━━ Rows
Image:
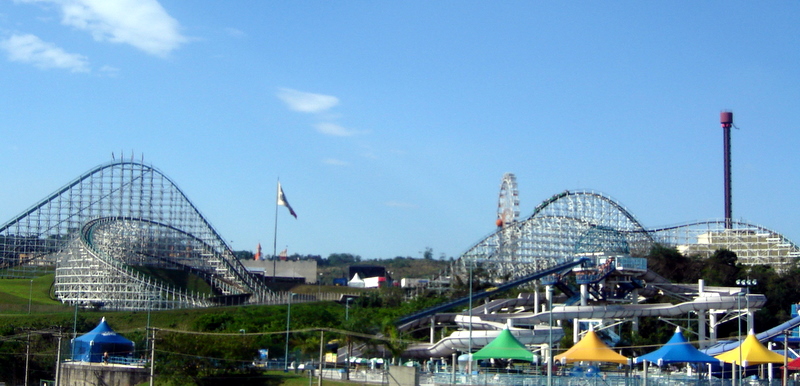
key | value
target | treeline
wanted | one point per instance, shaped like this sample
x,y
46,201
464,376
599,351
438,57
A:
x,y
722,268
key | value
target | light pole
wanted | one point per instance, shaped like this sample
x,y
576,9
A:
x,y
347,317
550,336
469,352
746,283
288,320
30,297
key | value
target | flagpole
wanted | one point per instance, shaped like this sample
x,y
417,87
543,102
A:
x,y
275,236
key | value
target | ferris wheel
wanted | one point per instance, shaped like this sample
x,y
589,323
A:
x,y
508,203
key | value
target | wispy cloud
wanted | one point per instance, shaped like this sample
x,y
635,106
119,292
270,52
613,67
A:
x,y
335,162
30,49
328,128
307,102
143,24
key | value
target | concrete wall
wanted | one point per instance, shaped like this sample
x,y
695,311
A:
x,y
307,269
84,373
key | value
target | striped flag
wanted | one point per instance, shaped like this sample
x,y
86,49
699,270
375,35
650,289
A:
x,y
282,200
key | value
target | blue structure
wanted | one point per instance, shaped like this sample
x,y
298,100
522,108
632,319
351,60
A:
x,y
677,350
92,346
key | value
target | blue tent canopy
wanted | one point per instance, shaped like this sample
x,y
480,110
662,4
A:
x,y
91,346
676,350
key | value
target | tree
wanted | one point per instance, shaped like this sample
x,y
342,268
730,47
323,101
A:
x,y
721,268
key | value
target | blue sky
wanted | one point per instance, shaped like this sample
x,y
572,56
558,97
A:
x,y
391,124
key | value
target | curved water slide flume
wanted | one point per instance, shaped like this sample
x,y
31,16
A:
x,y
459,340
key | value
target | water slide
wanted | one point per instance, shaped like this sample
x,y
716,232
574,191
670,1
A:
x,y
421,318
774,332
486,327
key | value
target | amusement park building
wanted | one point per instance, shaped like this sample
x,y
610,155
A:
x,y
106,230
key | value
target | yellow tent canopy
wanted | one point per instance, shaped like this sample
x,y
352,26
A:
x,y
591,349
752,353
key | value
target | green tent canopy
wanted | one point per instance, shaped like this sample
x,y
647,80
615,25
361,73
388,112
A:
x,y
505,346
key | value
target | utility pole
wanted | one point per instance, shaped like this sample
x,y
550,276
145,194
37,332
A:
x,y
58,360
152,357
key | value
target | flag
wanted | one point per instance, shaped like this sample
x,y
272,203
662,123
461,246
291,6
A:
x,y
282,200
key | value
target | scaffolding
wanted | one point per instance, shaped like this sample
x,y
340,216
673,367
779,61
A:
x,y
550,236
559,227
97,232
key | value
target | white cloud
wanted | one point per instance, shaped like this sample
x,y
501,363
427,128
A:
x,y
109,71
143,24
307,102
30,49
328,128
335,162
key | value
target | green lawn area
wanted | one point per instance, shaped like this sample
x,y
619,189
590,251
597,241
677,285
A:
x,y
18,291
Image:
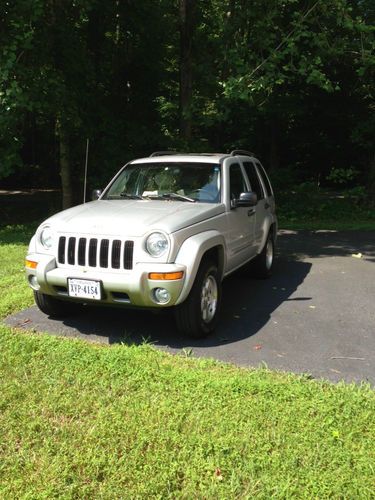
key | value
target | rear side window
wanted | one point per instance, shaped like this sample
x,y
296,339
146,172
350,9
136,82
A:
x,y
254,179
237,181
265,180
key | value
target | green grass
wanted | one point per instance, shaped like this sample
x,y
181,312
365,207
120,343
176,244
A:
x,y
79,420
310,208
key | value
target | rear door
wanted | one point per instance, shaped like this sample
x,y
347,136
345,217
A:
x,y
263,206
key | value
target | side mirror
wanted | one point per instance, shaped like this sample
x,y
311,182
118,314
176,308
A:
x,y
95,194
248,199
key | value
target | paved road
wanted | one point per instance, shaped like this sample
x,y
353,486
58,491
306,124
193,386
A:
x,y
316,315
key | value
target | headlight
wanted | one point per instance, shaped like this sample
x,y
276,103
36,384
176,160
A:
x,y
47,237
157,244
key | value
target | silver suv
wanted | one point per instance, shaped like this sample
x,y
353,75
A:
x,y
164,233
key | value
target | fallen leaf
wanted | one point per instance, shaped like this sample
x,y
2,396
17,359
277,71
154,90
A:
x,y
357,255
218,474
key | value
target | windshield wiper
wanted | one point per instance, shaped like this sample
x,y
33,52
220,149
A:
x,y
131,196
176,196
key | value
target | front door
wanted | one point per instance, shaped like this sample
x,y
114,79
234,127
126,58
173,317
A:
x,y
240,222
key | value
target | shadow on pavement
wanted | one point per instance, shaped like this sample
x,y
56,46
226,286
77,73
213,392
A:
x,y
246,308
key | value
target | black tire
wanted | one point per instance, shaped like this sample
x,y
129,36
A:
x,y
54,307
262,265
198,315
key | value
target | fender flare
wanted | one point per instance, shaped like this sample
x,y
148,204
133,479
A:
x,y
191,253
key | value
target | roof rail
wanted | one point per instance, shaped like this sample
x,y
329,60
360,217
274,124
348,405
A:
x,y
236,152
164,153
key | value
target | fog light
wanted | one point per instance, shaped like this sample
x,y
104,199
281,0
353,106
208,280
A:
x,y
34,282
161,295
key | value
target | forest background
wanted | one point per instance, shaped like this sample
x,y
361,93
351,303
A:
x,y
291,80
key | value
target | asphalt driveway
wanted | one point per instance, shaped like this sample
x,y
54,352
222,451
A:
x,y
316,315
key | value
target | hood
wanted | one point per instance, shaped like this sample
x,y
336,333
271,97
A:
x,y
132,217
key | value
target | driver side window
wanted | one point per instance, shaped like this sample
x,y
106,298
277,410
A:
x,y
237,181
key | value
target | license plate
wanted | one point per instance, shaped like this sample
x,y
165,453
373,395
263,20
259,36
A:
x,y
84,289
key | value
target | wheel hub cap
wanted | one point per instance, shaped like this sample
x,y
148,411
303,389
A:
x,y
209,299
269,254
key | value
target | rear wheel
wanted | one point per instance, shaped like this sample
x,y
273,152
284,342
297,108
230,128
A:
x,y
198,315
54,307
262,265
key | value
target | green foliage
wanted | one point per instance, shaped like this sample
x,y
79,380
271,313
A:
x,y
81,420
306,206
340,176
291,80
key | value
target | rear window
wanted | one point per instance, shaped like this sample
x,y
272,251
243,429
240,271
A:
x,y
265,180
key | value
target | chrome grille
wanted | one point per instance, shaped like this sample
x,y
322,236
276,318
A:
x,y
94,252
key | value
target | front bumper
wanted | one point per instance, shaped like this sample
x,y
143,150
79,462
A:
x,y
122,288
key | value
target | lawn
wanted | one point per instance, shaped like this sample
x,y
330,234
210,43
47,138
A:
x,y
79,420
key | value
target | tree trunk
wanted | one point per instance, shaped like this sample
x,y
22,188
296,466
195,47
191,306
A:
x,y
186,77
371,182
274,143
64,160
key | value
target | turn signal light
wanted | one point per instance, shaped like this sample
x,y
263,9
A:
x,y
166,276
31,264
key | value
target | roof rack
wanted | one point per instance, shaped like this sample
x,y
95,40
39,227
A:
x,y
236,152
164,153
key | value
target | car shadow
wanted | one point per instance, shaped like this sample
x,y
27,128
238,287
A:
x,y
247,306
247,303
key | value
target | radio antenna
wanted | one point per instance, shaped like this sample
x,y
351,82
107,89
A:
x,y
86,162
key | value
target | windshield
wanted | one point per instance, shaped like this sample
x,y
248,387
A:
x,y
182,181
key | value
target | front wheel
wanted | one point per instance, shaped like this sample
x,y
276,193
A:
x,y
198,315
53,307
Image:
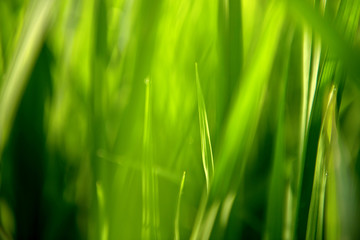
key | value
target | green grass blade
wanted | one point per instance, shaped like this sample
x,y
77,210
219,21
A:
━━━━
(Work to do): Copy the listing in full and without alteration, omitting every picture.

(Output):
Image:
key | value
target | treeline
wanted | one point per instance, shaped like this sample
x,y
46,201
464,376
599,351
438,57
A:
x,y
722,268
key | value
target | light pole
wanted | one point per instance, shaped like this sample
x,y
576,9
A:
x,y
347,317
550,336
469,352
746,283
288,320
30,297
key | value
target | flagpole
wanted | one point per instance, shaped like this sample
x,y
417,87
543,102
A:
x,y
275,236
key | value
target | ferris wheel
wanted | one point per instance, shaped like this sample
x,y
589,323
A:
x,y
508,203
key | value
target | wispy cloud
wanted | one point per instance, shaped like this sample
x,y
635,106
119,292
270,52
613,67
A:
x,y
335,162
30,49
328,128
307,102
143,24
key | value
target | concrete wall
wanted | one point per instance, shaped like this sample
x,y
695,311
A:
x,y
307,269
84,373
key | value
target | striped flag
wanted | one point per instance, shaped like this sample
x,y
86,49
699,270
375,35
650,289
A:
x,y
282,200
key | value
target | blue structure
wanted | one point per instance, shaped like this sample
x,y
298,100
522,108
632,319
351,60
A:
x,y
677,350
92,346
key | value
target | blue tent canopy
wanted | one point per instance, shaped like this sample
x,y
480,110
662,4
A:
x,y
91,346
676,350
key | value
target | tree
wanted | one point per instance, shaped like this sample
x,y
342,268
730,47
323,101
A:
x,y
721,268
key | value
target | blue sky
wanted | one point per instance, shaped like this sample
x,y
572,56
558,97
A:
x,y
391,124
key | value
target | curved water slide flume
wanted | one point per instance, shaped like this sample
x,y
31,16
A:
x,y
459,340
key | value
target | water slide
wanted | one point per instance, shaped like this sample
x,y
716,232
574,191
670,1
A:
x,y
421,318
774,332
486,327
key | value
target | amusement park building
wanted | one point per instance, shaped like this sample
x,y
610,155
A:
x,y
106,230
key | value
target | yellow tent canopy
wanted | one point per instance, shaped like this sample
x,y
352,26
A:
x,y
591,349
752,353
key | value
target | green tent canopy
wanted | one point per instance, shaped like this sample
x,y
647,80
615,25
361,73
388,112
A:
x,y
505,346
key | value
target | utility pole
wanted | one point per instance, shaped like this sample
x,y
550,276
145,194
37,332
A:
x,y
58,360
152,357
key | value
target | flag
wanted | one point per instance, shaped like this sample
x,y
272,203
662,123
461,246
291,6
A:
x,y
282,200
key | value
target | scaffolding
wanted | one point per instance, shaped like this sample
x,y
340,216
673,367
779,61
A:
x,y
550,236
559,227
97,232
key | value
target | white cloud
wanted | one point per instance, shaped like this sample
x,y
501,363
427,128
A:
x,y
109,71
143,24
307,102
30,49
328,128
335,162
key | value
target | green lawn area
wanted | one point per instance, shaped like this sample
x,y
619,189
590,251
597,241
677,285
A:
x,y
18,291
Image:
key | value
target | rear side window
wanted | one point per instance, shaped like this sample
x,y
296,339
146,172
350,9
136,82
A:
x,y
254,179
237,181
265,180
key | value
target | green grass
wanted | one point per instance, shaped like this sample
x,y
181,312
365,207
120,343
176,244
A:
x,y
79,420
310,208
key | value
target | rear door
wanted | one point per instance, shaped like this sample
x,y
347,136
345,217
A:
x,y
263,206
key | value
target | side mirror
wanted | one point per instance, shaped like this sample
x,y
311,182
118,314
176,308
A:
x,y
95,194
248,199
key | value
target | paved road
wanted | one point per instance, shaped like this sample
x,y
353,486
58,491
306,124
193,386
A:
x,y
316,315
key | value
target | headlight
wanted | one point per instance, shaped like this sample
x,y
276,103
36,384
176,160
A:
x,y
47,237
157,244
key | value
target | silver suv
wanted | one point per instance, shaped like this sample
x,y
353,75
A:
x,y
164,233
key | value
target | fallen leaf
wanted | one point per instance, shaped like this sample
x,y
2,396
17,359
277,71
154,90
A:
x,y
357,255
218,474
key | value
target | windshield wiper
wanted | one point per instance, shaped like this sample
x,y
33,52
220,149
A:
x,y
131,196
176,196
key | value
target | front door
wanted | one point per instance, shaped like this sample
x,y
114,79
234,127
126,58
173,317
A:
x,y
240,222
key | value
target | shadow on pavement
wanted | one point per instance, shaped like this sample
x,y
56,46
226,286
77,73
213,392
A:
x,y
246,308
key | value
target | black tire
wanted | one point per instance, shaped like this sample
x,y
129,36
A:
x,y
54,307
262,265
198,315
key | value
target | fender flare
wanted | one point per instance, shaped like this sample
x,y
148,204
133,479
A:
x,y
191,253
key | value
target | roof rail
wanted | one point per instance, shaped like this sample
x,y
329,60
360,217
274,124
348,405
A:
x,y
236,152
164,153
key | value
target | fog light
wanted | one point per instance, shaped like this sample
x,y
104,199
281,0
353,106
208,280
A:
x,y
34,282
161,295
key | value
target | forest background
wanted | one point per instance, shaped like this sample
x,y
361,93
351,303
A:
x,y
291,80
key | value
target | asphalt driveway
wanted | one point per instance, shaped like this sample
x,y
54,352
222,451
A:
x,y
316,315
key | value
target | hood
wanted | one point per instance, shaped like this sample
x,y
336,333
271,97
A:
x,y
132,217
key | value
target | driver side window
wanted | one point per instance, shaped like this sample
x,y
106,298
277,410
A:
x,y
237,181
key | value
target | license plate
wanted | one point per instance, shaped like this sample
x,y
165,453
373,395
263,20
259,36
A:
x,y
84,289
key | value
target | wheel hub cap
wanted | one point per instance, shaped like this sample
x,y
148,411
303,389
A:
x,y
209,299
269,254
key | value
target | rear wheel
wanted | one point per instance, shaped like this sample
x,y
273,152
284,342
297,108
230,128
A:
x,y
198,315
54,307
262,265
key | value
target | green foliage
wanted | one point per instance, shaped like this sample
x,y
79,380
271,313
A:
x,y
81,420
306,206
340,176
291,80
key | value
target | rear window
wanted | one point per instance, shaped like this sample
x,y
272,251
243,429
240,271
A:
x,y
265,180
key | value
target | chrome grille
wanted | one point per instance, shaped like this sample
x,y
322,236
276,318
A:
x,y
94,252
key | value
target | front bumper
wanted | one point per instance, shaped like this sample
x,y
143,150
79,462
A:
x,y
122,288
key | value
target | lawn
wanted | one point per instance, shaped like this sample
x,y
330,234
210,43
47,138
A:
x,y
79,420
key | value
target | tree trunk
wanted | one point per instance, shaped like this sample
x,y
22,188
296,466
195,47
191,306
A:
x,y
186,77
371,182
274,143
64,160
key | value
target | turn signal light
wanted | one point per instance, shaped like this sample
x,y
263,9
A:
x,y
166,276
31,264
key | value
target | roof rack
wanted | one point per instance, shaped like this sample
x,y
95,40
39,227
A:
x,y
236,152
164,153
key | value
target | car shadow
wanted | one point per instance, shaped like this sample
x,y
27,128
238,287
A:
x,y
247,306
247,303
key | value
target | radio antenna
wanted | one point per instance, shaped like this sample
x,y
351,82
107,89
A:
x,y
86,162
key | value
target | windshield
wanted | one point per instance, shaped like this sample
x,y
248,387
A:
x,y
182,181
key | value
target | front wheel
wanted | one point per instance, shaped like this sample
x,y
276,193
A:
x,y
198,315
53,307
Image:
key | value
target | green grass blade
wanted | one point per instance, shaped like this sample
x,y
77,210
219,21
A:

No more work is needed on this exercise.